Mestre da imagem, Boris Kossoy recebe homenagem da USP e lembra trajetória
Aos 84 anos, fotógrafo, pesquisador e historiador é homenageado pela ECA-USP por sua contribuição acadêmica e artística que redefiniu a história e a teoria da imagem no País
A trajetória de um dos mais influentes pensadores da imagem no Brasil será reconhecida com a mais alta honraria acadêmica. O fotógrafo, pesquisador e historiador Boris Kossoy, de 84 anos, receberá o título de Professor Emérito da Escola de Comunicações e Artes da Universidade de São Paulo (ECA-USP) nesta quinta-feira, 25.
A influência da arquitetura
Paulistano, Boris formou-se em Arquitetura e Urbanismo pela Universidade Presbiteriana Mackenzie em 1965. "Eu gostava de desenho e desenhava desde garoto. O caminho natural foi a arquitetura", recorda. Além disso, a década de 1960 foi marcada pela construção de Brasília. "O feito de Lúcio Costa e Oscar Niemeyer causou grande impacto, me impressionou muito e acabou influenciando a minha escolha", disse ao Estadão.
Atuou por cerca de seis anos como arquiteto, até decidir-se pela fotografia. Durante muitos anos, manteve o seu estúdio, o Ampliart, na Rua Marquês de Itu, no centro de São Paulo - endereço que, nos anos 1970, reunia diversos escritórios de arquitetura. A formação na área e a convivência com outros arquitetos marcaram seu olhar fotográfico: "A arquitetura sempre esteve presente. A questão do espaço e da sua interpretação foi fundamental para a composição da minha estética também", afirma.
Também nos anos 1970, Boris foi um dos líderes do Movimento Photogaleria, ao lado de George Racz. O grupo, que levantava a bandeira da inserção no mercado de trabalho e dos direitos autorais, reunia fotógrafos que atuavam no jornalismo, na publicidade e em outras áreas, incluindo fotógrafos amadores. Entre 1973 e 1974, o coletivo chegou a fazer exposições em São Paulo e no Rio de Janeiro. "O projeto estava à frente do seu tempo e fotógrafos de renome participaram da iniciativa", lembra Kossoy.
Viagem pelo fantástico
Ao longo da carreira, Kossoy subverteu convenções estéticas. Em 1971, lançou Viagem pelo Fantástico, um dos primeiros fotolivros publicados na América Latina. A obra o tornou precursor do realismo fantástico na fotografia sul-americana, ao criar narrativas visuais que exploravam o absurdo e a fantasia, questionando a noção de fotografia como mero reflexo da realidade.

****

### O QUE FAZER:
1 – Traduza para o inglês esta frase do texto sobre Boris Kossoy: "Atuou por cerca de seis anos como arquiteto, até decidir-se pela fotografia."
2 – Retome o texto sobre Boris Kossoy a partir da última frase apresentada e dê continuidade a ele.
Os registros provêm de uma fonte diferente da do texto.

****

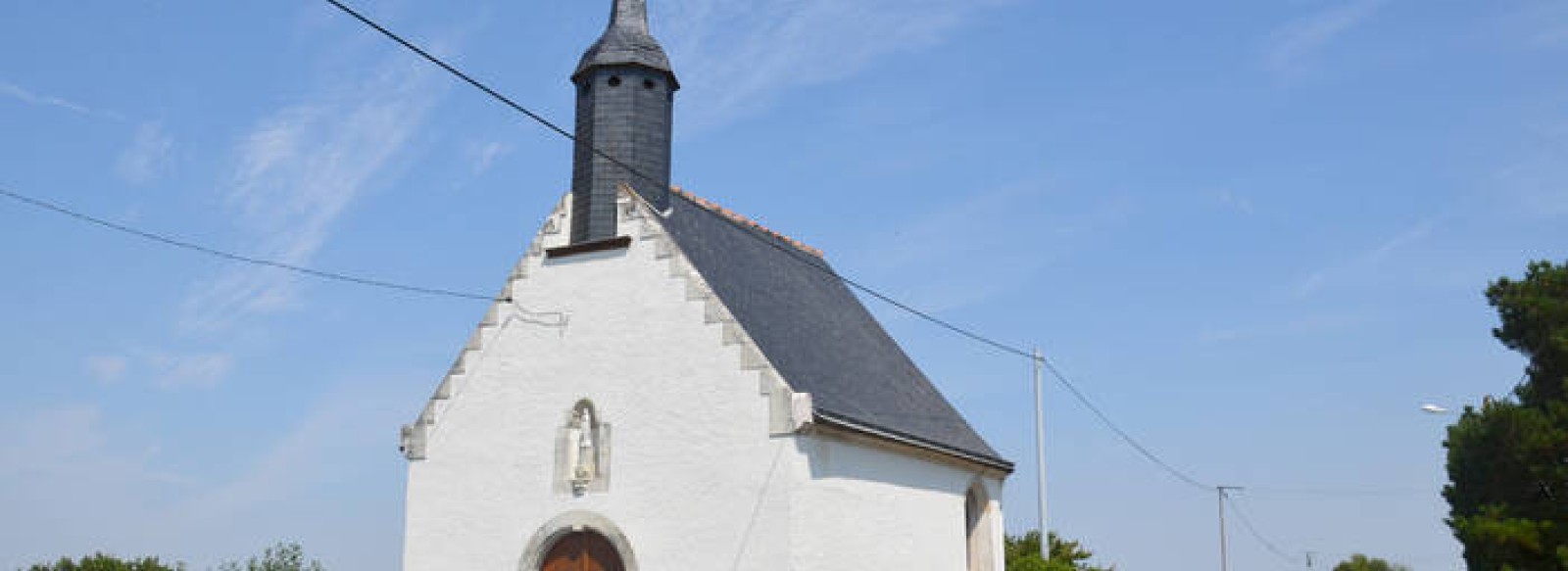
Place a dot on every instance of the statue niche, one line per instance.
(582, 452)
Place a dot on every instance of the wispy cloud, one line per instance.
(196, 370)
(741, 55)
(1235, 201)
(146, 156)
(1366, 260)
(483, 156)
(976, 267)
(18, 93)
(107, 367)
(1298, 41)
(298, 169)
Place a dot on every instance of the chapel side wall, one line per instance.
(891, 508)
(697, 482)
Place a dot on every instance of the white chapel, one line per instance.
(666, 385)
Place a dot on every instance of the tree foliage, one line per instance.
(1023, 554)
(101, 562)
(281, 557)
(1509, 460)
(1360, 562)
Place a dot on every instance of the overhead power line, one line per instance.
(639, 174)
(786, 250)
(240, 258)
(1253, 531)
(1123, 433)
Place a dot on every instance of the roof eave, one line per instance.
(827, 417)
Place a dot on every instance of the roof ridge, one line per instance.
(744, 220)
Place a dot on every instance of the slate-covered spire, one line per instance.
(624, 109)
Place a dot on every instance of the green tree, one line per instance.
(1023, 554)
(1368, 563)
(281, 557)
(101, 562)
(1509, 460)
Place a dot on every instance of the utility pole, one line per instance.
(1040, 456)
(1225, 562)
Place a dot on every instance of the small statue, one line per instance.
(582, 455)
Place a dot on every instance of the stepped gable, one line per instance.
(817, 333)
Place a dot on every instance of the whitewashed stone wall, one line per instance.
(708, 469)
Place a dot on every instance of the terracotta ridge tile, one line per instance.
(744, 220)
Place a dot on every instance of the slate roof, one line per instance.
(626, 41)
(817, 333)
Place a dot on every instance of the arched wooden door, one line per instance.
(582, 550)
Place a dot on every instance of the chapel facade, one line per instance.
(671, 386)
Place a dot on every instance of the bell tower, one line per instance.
(624, 109)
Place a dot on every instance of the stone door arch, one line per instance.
(577, 532)
(582, 550)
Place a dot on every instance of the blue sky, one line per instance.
(1254, 232)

****

### RESPOSTAS DAS TAREFAS:
1 – He worked as an architect for about six years, until he decided on photography.

2 –
"O meu trabalho com a fotografia sempre foi na linha do realismo fantástico, que é uma vertente literária, mas também é cinematográfica e da fotografia, embora sejam raros os fotógrafos que a seguem", comenta o professor.
Em 2021, 50 anos depois do seu lançamento, a obra ganhou edição comemorativa pela Editora Ipsis. Novamente esgotado, hoje não está disponível nas grandes livrarias do País.
O pesquisador que mudou os livros de História
Em paralelo à produção artística, Kossoy construiu uma carreira acadêmica pioneira. Foi sua pesquisa que resgatou do esquecimento o inventor franco-brasileiro Hercule Florence, comprovando que ele realizou experimentos de "impressão pela luz" em 1833, em Campinas, no interior de São Paulo. Na França, Joseph Nicéphore Niépce havia obtido o primeiro registro fotográfico apenas sete anos antes, em 1826.
Essa descoberta, detalhada no livro Hercule Florence, a Descoberta Isolada da Fotografia no Brasil (1977), reposicionou a historiografia da fotografia e deu reconhecimento mundial ao inventor.
"Houve uma imensa polêmica até que isso ficasse devidamente comprovado. A fotografia aqui no Brasil aconteceu na mesma época da invenção europeia. São métodos diferentes, produtos químicos e óticos diferentes, mas é inegável que Hercules Florence também descobriu a fotografia aqui no Brasil", defende.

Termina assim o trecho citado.